With the first line below as the start and the line containing "phrase -- conifer tree" as the end, copy every line between them exactly, ends included.

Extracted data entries
****************************************

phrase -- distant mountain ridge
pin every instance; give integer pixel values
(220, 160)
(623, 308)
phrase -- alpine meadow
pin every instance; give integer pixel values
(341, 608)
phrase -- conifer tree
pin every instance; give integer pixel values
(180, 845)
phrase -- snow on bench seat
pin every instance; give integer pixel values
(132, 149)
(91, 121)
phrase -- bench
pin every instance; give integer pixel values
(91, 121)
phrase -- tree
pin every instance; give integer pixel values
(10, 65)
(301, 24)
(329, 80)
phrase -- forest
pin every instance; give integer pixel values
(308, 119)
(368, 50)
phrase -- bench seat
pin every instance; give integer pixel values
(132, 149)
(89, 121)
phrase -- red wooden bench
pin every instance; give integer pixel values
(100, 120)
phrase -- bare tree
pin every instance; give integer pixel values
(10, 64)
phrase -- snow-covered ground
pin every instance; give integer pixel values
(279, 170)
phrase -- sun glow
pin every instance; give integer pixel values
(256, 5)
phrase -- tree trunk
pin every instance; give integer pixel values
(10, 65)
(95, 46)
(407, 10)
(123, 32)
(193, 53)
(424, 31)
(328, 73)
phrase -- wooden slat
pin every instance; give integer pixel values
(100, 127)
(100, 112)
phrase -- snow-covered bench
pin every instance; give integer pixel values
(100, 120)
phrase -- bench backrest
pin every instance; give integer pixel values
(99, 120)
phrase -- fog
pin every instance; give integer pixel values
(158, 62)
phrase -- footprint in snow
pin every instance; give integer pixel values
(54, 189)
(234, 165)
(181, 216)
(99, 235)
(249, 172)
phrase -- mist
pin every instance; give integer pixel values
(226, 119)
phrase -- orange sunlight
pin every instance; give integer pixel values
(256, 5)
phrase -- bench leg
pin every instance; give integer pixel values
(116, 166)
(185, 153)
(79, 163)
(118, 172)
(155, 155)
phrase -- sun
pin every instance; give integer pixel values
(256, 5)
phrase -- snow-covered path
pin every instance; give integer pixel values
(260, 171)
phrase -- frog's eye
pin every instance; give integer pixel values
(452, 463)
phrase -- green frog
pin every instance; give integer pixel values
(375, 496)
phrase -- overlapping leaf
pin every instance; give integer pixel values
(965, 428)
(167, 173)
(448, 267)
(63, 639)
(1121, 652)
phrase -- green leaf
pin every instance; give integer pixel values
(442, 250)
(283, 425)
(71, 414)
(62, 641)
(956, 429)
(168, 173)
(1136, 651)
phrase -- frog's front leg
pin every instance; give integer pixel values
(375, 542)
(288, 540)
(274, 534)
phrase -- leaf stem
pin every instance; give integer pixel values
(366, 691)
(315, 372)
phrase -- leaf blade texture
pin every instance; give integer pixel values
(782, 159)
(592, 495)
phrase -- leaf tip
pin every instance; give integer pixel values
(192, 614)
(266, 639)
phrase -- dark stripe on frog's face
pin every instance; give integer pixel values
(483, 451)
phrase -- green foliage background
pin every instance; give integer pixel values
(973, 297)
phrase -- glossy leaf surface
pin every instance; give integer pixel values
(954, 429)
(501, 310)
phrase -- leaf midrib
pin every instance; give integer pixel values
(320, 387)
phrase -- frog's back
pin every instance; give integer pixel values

****************************************

# [Task response]
phrase -- distant mountain ridge
pin every instance; give integer pixel values
(220, 160)
(623, 308)
phrase -- alpine meadow
pin every instance; give integer pixel values
(341, 608)
phrase -- conifer tree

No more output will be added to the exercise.